§ **GIVEN TASK**
Gather every line of the records below that contains the string "with", and copy each of those lines in full. Case counts when matching.

§ **DATA EXCERPTS**
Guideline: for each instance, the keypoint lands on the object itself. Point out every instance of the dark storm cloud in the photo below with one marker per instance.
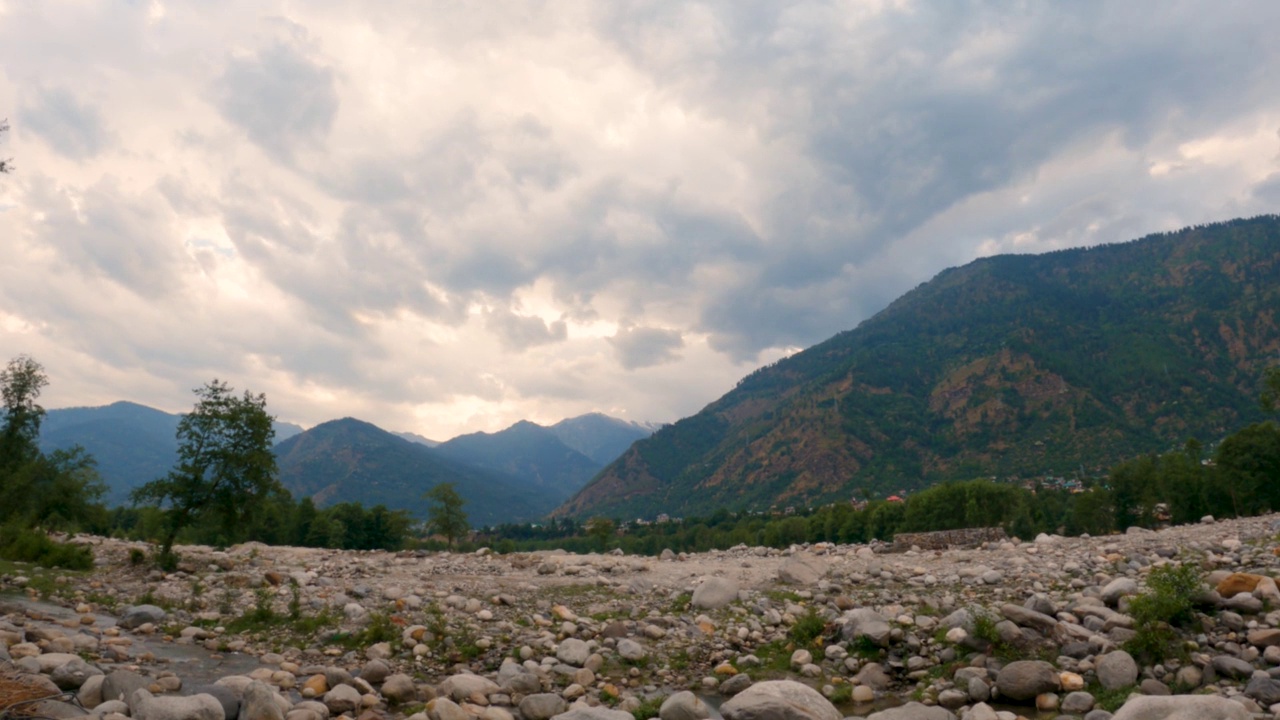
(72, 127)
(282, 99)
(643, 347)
...
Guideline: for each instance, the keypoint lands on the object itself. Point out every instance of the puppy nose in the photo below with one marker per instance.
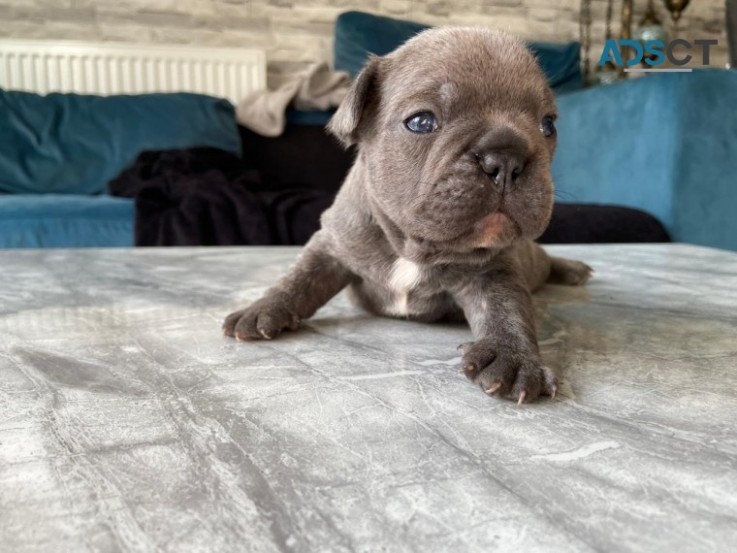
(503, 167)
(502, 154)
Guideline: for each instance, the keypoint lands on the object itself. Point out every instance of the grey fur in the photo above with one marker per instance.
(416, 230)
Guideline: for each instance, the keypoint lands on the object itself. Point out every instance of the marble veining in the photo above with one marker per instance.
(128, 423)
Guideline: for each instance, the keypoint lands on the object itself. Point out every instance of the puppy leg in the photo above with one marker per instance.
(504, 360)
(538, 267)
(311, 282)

§ **THE COMPLETED TASK**
Guideline: for each instance, the keypoint lands on the object itself. Point out every instance of the dark storm cloud in the photo below with one marker per instance.
Guideline: for each instance, the keypoint lands on the object itself. Point out every instance of the puppy nose in the photo below with one marker per instance.
Guideline: for each instance, the keypoint lands on the object itself. Point out every instance of the grey fur in the photo above with one marker per instance.
Guideline: for each instance, the keypoint lands on the object itself. Point out every instance of the marble veining in the photo above with one marker per instance.
Guideline: for each instance, the keypoint lands on the object itself. Point out every instance of the puppy leg in the photo above with one marker per instance.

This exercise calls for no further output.